» **Data supplied**:
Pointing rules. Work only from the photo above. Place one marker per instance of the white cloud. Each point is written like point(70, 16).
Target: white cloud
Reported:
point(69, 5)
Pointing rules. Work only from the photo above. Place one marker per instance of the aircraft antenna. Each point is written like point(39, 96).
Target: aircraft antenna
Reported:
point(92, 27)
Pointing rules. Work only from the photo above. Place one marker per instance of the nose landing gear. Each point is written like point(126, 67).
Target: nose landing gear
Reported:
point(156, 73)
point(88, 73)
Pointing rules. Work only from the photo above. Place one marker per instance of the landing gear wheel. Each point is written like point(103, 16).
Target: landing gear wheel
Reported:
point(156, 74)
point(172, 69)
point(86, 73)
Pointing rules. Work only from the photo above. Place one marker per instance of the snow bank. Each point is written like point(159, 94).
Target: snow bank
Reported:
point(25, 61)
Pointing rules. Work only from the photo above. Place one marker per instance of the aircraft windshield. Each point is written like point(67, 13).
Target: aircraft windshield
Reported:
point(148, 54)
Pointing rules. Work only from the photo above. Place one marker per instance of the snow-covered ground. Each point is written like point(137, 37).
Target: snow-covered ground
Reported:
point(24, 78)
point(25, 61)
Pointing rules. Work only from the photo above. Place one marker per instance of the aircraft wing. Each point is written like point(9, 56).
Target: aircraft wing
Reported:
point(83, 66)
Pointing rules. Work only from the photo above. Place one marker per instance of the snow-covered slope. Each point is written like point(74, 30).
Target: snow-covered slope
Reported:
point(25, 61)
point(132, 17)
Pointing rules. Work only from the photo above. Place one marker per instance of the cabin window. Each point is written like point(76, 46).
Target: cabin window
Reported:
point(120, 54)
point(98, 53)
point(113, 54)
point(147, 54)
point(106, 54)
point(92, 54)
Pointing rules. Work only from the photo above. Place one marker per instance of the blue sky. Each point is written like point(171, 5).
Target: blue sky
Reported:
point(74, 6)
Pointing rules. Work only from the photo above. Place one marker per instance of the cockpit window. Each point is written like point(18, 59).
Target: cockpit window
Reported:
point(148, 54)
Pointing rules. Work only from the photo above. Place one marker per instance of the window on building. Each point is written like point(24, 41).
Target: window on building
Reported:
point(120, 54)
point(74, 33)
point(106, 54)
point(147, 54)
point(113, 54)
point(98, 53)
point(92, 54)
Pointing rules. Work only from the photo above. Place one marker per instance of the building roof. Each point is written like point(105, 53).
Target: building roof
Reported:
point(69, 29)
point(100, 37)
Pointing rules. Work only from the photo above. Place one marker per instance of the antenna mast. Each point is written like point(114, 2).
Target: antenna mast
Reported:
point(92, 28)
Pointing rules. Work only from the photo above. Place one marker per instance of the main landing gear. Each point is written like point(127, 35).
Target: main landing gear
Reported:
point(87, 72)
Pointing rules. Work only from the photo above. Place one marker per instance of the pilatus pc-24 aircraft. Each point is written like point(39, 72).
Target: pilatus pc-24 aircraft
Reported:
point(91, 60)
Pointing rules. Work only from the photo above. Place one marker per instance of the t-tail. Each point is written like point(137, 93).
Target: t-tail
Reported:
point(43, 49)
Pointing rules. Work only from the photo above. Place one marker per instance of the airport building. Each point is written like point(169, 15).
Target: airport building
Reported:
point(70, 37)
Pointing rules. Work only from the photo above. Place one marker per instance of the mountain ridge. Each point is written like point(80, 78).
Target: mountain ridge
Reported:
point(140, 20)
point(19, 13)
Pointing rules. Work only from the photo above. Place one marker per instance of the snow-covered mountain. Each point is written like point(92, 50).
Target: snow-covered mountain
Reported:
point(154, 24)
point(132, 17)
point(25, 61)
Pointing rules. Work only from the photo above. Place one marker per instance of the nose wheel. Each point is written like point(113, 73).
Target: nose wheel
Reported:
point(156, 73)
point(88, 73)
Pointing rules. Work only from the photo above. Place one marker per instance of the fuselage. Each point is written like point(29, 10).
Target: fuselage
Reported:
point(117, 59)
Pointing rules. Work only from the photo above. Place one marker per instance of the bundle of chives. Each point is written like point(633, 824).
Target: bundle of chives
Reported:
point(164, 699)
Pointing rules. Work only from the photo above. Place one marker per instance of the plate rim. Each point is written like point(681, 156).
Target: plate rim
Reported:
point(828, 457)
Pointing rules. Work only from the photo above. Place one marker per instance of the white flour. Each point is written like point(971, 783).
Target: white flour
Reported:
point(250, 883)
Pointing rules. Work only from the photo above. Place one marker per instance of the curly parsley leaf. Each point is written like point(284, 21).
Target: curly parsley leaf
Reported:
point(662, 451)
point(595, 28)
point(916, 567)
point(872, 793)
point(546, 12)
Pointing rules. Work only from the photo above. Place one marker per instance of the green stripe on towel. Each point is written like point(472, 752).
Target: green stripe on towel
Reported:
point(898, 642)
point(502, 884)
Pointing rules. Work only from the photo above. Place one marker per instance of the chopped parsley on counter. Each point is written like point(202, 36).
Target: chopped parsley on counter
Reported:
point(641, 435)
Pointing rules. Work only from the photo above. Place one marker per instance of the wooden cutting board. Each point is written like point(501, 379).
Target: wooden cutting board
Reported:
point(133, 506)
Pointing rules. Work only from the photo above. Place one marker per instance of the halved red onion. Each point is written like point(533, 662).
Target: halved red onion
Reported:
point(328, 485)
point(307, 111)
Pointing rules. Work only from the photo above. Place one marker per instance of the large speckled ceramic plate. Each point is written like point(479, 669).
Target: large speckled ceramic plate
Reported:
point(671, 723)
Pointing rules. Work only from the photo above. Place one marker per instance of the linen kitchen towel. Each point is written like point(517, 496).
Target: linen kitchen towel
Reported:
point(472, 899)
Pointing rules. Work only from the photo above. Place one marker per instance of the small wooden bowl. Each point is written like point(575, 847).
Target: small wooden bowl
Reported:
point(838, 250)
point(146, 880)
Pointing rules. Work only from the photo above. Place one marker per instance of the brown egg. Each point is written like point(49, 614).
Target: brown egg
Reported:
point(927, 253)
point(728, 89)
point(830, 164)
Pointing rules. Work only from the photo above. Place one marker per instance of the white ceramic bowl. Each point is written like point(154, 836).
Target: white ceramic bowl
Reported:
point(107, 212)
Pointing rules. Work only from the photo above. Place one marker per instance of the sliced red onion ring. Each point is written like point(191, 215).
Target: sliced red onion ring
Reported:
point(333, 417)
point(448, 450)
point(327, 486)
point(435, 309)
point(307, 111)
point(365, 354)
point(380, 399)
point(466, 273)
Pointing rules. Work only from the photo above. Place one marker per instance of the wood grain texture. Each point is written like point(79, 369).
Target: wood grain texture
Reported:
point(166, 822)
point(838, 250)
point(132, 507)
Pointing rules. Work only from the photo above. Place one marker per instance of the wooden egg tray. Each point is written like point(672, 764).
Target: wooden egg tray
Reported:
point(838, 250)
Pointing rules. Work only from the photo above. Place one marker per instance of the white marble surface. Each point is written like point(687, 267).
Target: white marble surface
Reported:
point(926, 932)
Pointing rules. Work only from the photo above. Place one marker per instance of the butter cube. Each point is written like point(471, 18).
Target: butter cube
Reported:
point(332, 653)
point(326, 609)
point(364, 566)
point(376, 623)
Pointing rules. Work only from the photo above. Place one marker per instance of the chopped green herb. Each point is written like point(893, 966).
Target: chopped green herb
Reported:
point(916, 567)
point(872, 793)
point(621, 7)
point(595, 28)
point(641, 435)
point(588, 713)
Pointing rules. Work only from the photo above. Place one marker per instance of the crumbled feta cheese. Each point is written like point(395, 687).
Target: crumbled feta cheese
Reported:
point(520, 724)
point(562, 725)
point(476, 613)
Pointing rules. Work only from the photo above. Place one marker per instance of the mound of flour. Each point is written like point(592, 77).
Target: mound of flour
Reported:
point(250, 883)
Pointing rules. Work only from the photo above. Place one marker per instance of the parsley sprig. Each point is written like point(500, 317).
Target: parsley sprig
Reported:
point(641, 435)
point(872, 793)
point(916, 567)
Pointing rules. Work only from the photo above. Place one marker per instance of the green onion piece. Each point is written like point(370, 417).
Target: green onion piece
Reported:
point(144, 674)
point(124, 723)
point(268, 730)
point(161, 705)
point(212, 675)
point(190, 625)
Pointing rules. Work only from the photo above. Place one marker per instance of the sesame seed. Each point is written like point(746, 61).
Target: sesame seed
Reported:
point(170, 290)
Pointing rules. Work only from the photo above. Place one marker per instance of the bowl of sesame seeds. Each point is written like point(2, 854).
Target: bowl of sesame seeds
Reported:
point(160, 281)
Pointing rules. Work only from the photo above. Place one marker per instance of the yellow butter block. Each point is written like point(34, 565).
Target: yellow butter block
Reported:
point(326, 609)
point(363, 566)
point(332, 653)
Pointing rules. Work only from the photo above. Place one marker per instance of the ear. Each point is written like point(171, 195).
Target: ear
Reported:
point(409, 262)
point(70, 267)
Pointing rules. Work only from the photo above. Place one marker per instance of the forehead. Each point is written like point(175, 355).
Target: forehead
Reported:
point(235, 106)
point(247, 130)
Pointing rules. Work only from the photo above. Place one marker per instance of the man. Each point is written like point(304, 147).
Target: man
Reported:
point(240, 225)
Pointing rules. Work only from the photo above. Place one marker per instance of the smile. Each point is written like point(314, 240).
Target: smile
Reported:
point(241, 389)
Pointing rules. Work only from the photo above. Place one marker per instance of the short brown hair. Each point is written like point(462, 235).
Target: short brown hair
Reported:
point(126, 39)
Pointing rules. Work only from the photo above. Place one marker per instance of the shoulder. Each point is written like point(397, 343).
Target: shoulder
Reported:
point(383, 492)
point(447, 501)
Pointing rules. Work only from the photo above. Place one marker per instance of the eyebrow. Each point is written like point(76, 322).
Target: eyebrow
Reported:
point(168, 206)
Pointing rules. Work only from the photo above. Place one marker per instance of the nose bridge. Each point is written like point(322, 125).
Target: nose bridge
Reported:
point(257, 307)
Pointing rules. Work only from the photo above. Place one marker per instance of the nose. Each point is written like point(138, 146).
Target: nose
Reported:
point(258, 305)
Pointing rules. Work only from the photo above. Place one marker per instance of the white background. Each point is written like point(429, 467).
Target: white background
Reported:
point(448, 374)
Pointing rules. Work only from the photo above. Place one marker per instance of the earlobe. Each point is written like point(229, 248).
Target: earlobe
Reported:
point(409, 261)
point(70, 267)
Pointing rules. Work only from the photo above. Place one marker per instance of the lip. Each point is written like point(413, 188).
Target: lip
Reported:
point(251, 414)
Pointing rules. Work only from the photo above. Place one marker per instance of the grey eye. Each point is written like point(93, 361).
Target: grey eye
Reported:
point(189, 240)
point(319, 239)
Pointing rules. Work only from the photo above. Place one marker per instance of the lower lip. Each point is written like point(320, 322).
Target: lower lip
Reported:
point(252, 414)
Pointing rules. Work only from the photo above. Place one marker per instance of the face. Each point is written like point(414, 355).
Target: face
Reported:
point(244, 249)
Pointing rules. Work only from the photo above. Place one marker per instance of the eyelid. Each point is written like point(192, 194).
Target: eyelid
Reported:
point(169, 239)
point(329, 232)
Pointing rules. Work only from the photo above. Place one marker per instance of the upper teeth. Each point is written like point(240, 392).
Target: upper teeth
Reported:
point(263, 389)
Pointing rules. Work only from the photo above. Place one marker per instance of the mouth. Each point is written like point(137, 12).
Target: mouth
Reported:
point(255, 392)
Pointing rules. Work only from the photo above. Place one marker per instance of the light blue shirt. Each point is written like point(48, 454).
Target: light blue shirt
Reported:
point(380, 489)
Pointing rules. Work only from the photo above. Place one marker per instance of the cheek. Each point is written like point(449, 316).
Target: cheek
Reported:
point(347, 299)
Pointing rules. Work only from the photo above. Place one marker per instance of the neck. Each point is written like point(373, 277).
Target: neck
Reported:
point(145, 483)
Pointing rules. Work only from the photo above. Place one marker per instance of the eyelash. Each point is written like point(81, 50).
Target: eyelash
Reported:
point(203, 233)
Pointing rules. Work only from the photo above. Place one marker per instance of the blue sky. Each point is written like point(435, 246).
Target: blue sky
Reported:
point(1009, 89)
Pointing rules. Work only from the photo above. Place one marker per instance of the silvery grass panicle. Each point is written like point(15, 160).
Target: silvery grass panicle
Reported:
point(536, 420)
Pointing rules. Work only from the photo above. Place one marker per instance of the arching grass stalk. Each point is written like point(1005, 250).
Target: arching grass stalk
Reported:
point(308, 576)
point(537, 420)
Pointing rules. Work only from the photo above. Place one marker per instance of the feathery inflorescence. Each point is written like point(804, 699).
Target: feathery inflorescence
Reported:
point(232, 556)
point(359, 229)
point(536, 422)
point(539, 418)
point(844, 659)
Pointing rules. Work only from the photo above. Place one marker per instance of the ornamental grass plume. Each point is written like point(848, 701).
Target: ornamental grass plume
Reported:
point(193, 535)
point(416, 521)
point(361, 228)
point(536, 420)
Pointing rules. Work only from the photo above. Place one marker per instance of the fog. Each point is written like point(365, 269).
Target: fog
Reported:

» **Instruction**:
Rewrite the records from the line that contains "like point(429, 467)." through the line that contains "point(251, 414)", both included, with "marker" renamed to "pin" and nothing else changed.

» **Exercise response**:
Pointing rules. Work only from the photo above. Place one pin per instance of the white background. Each point is written like point(429, 467).
Target: white background
Reported:
point(448, 374)
Pointing rules. Work only from the photo above. Place one pin per instance of the earlobe. Each point is written like point(229, 248).
Target: earlobe
Reported:
point(409, 261)
point(70, 267)
Pointing rules. Work only from the photo above. Place one pin per instance of the lip. Each point is written like point(413, 188).
Target: lip
Reported:
point(251, 414)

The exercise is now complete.